• **Saved data entries**:
((

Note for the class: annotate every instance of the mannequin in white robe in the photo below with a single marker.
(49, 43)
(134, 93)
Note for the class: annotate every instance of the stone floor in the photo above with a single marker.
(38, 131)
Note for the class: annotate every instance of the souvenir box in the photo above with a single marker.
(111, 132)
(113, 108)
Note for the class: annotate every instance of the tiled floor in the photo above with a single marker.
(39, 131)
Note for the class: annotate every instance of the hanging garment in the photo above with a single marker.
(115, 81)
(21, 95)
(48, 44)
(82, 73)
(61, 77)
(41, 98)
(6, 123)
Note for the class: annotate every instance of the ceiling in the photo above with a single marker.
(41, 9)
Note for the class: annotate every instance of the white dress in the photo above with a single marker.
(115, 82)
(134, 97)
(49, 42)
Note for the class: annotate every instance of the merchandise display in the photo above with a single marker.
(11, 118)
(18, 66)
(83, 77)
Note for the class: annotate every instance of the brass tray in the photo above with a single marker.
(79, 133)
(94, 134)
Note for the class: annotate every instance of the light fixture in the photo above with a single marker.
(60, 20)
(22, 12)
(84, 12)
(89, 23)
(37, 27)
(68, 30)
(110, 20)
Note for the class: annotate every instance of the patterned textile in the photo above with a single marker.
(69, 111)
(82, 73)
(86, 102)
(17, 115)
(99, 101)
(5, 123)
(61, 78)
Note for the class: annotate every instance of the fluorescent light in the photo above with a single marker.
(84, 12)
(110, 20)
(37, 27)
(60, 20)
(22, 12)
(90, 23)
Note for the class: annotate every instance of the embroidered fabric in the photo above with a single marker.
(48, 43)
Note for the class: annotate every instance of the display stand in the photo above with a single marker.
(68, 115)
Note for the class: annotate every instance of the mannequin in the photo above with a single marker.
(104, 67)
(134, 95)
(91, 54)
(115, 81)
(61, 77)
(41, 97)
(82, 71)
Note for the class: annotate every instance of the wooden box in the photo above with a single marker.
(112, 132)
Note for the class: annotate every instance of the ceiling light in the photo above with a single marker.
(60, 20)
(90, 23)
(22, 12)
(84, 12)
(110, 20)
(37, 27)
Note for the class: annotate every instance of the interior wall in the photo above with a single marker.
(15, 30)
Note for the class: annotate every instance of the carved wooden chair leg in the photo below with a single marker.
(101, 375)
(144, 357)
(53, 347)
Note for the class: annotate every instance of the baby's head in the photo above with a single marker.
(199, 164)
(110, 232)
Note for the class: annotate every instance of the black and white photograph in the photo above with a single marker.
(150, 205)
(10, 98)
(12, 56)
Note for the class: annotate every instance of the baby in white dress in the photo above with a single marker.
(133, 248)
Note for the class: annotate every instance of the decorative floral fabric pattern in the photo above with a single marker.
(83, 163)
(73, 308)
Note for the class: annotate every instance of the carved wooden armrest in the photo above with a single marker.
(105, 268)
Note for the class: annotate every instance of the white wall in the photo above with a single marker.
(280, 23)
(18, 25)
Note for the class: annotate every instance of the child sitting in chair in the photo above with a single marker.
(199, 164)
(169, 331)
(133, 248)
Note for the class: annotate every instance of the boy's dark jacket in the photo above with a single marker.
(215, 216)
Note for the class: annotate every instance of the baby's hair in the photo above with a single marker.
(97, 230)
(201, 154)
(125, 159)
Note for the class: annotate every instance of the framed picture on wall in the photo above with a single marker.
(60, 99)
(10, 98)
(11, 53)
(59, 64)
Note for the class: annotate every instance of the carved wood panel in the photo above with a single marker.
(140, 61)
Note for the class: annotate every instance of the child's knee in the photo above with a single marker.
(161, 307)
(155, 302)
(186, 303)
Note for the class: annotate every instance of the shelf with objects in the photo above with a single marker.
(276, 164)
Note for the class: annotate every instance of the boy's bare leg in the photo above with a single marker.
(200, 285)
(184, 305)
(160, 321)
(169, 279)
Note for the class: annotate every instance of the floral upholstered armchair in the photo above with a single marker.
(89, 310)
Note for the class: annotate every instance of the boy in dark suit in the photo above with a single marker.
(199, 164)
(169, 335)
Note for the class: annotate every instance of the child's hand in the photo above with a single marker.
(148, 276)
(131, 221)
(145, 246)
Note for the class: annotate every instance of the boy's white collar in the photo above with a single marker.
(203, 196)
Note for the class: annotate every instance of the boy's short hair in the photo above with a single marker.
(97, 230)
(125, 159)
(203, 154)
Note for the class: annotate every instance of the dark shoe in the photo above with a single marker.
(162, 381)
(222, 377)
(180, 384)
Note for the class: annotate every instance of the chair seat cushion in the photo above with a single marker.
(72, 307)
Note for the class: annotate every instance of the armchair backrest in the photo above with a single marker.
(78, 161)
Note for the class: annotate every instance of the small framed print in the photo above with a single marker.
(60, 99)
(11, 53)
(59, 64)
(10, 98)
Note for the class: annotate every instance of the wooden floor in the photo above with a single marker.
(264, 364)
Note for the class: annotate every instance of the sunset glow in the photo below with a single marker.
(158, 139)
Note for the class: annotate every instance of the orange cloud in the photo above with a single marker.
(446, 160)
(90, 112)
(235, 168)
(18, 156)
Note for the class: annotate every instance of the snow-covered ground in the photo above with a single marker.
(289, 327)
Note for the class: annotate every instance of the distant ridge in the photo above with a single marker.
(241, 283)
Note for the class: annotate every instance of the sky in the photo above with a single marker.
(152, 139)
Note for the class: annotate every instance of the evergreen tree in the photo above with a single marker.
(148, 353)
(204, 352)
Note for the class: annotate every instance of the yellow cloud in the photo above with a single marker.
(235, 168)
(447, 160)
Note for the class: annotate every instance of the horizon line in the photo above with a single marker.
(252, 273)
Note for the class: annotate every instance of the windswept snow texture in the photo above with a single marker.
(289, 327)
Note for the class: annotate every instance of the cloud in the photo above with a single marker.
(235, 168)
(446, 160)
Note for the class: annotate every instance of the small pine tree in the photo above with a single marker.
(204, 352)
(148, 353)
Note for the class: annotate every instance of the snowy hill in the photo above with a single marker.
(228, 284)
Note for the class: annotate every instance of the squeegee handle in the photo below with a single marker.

))

• **Your goal**: Each entry above is to be quoted exactly.

• **Output for this exercise**:
Note for the class: annotate every instance of the mannequin in white robe in the photo below with a single marker.
(49, 43)
(134, 93)
Note for the class: annotate every instance of the stone floor in the photo above with a single marker.
(38, 131)
Note for the class: annotate every instance of the souvenir box in the photo above with a single marker.
(111, 132)
(113, 108)
Note for the class: annotate every instance of the tiled floor in the photo above with a single marker.
(39, 131)
Note for the class: annotate every instance of the hanging garment in the photo above with a single marker.
(115, 81)
(21, 95)
(48, 44)
(82, 73)
(61, 77)
(41, 98)
(6, 123)
Note for the class: annotate every instance of the ceiling in the photo above with a single marker.
(41, 9)
Note for the class: annotate every instance of the white dress in the photo above with a single marker.
(115, 82)
(134, 97)
(49, 42)
Note for the class: annotate every instance of the merchandise display in the photo above with a single marker.
(11, 118)
(18, 66)
(83, 77)
Note for the class: annotate every instance of the brass tray in the photo above with a single marker.
(79, 133)
(94, 134)
Note for the class: annotate every instance of the light fixture in the photo above with a single marker.
(60, 20)
(22, 12)
(84, 12)
(89, 23)
(37, 27)
(68, 30)
(110, 20)
Note for the class: annotate every instance of the patterned textile in the photo above with a single marker.
(69, 111)
(82, 73)
(86, 102)
(17, 115)
(99, 101)
(5, 123)
(61, 78)
Note for the class: annotate every instance of the fluorescent light in the photo above with a single marker.
(84, 12)
(110, 20)
(37, 27)
(60, 20)
(22, 12)
(90, 23)
Note for the class: annotate every instance of the embroidered fabric in the photo above with a single marker.
(48, 43)
Note for the class: annotate every instance of the display stand in the photo above with a single marker.
(68, 115)
Note for the class: annotate every instance of the mannequin in the photo above with a single marker.
(104, 67)
(134, 95)
(91, 54)
(115, 81)
(61, 77)
(41, 97)
(82, 71)
Note for the class: annotate every instance of the wooden box in the photo above with a single marker.
(112, 132)
Note for the class: annotate every instance of the ceiling light in the photo above with a single marker.
(60, 20)
(90, 23)
(22, 12)
(84, 12)
(110, 20)
(37, 27)
Note for the class: annotate every instance of the interior wall in the photo above with a single marker.
(15, 30)
Note for the class: annotate every instance of the carved wooden chair leg in the photo below with a single marker.
(101, 375)
(144, 357)
(53, 347)
Note for the class: annotate every instance of the baby's head in the photo above with a single marker.
(199, 164)
(110, 232)
Note for the class: annotate every instance of the black and white photograph in the photo above with a single marker.
(150, 205)
(10, 98)
(12, 56)
Note for the class: annotate every instance of the baby in white dress in the photo above with a single marker.
(133, 248)
Note for the class: annotate every instance of the decorative floral fabric pattern in the photo above with a single marker.
(83, 163)
(73, 308)
Note for the class: annotate every instance of the carved wooden armrest in the photo above with a single marker.
(105, 268)
Note for the class: annotate every instance of the white wall in the photo above with a single marker.
(280, 23)
(18, 25)
Note for the class: annotate every instance of the child sitting in chair in the photo above with a single marker.
(199, 164)
(169, 331)
(133, 248)
Note for the class: annotate every instance of the boy's dark jacket in the photo above with a single marker.
(215, 216)
Note for the class: annotate every instance of the baby's hair in the photo above with a single marker.
(97, 230)
(201, 154)
(125, 159)
Note for the class: annotate every instance of the framed picture on wall in the photo above with a single marker.
(60, 99)
(10, 98)
(11, 53)
(59, 64)
Note for the class: annotate every instance of the carved wood panel in the photo above with a single marker.
(140, 61)
Note for the class: annotate every instance of the child's knee in the photo above with a single marker.
(161, 307)
(155, 302)
(186, 303)
Note for the class: annotate every instance of the shelf with objects in the photo above with a single marker.
(276, 164)
Note for the class: annotate every instance of the boy's bare leg in the photo above with a single marker.
(200, 285)
(184, 305)
(160, 321)
(169, 279)
Note for the class: annotate every instance of the floral upholstered armchair in the photo above with a single marker.
(89, 310)
Note for the class: annotate every instance of the boy in dark suit in the photo above with a single marker.
(199, 164)
(169, 335)
Note for the class: annotate every instance of the child's hand in the photo above with a single marker.
(148, 276)
(131, 221)
(145, 246)
Note for the class: annotate every instance of the boy's white collar in the photo above with a single marker.
(203, 196)
Note for the class: annotate every instance of the boy's short hair in the photo above with a single marker.
(97, 230)
(125, 159)
(203, 154)
Note for the class: annotate every instance of the dark shoe in the photo above with a single marker.
(162, 381)
(222, 377)
(180, 384)
Note for the class: annotate every instance of the chair seat cushion in the photo above with a single marker.
(72, 307)
Note for the class: annotate every instance of the armchair backrest in the photo above with a single marker.
(78, 161)
Note for the class: annotate every instance of the small framed print in the photo above with a single marker.
(60, 99)
(11, 53)
(59, 64)
(10, 98)
Note for the class: annotate every instance of the wooden floor in the photo above with a single marker.
(264, 364)
Note for the class: annotate every instance of the sunset glow in the photo below with a single marker.
(158, 139)
Note for the class: annotate every instance of the orange cloud in the photo above with a single marker.
(446, 160)
(90, 112)
(235, 168)
(18, 156)
Note for the class: annotate every instance of the snow-covered ground in the photo above with a single marker.
(289, 327)
Note for the class: annotate every instance of the distant ridge in the photo above with a single marker.
(241, 283)
Note for the class: annotate every instance of the sky in the photo above with a single marker.
(152, 139)
Note for the class: annotate every instance of the evergreen tree in the photo above with a single marker.
(148, 353)
(204, 352)
Note for the class: annotate every instance of the yellow cloud in the photo above with a single marker.
(235, 168)
(447, 160)
Note for the class: annotate every instance of the horizon line in the photo above with a single marker.
(252, 273)
Note for the class: annotate every instance of the windswept snow texture in the photo above with a single marker.
(289, 327)
Note for the class: annotate every instance of the cloud in the photo above with a single marker.
(235, 168)
(446, 160)
Note for the class: annotate every instance of the small pine tree in the photo above with a single marker.
(204, 352)
(148, 353)
Note for the class: annotate every instance of the snowy hill in the photo above with a single marker.
(228, 284)
Note for the class: annotate every instance of the squeegee handle in the photo below with a single marker.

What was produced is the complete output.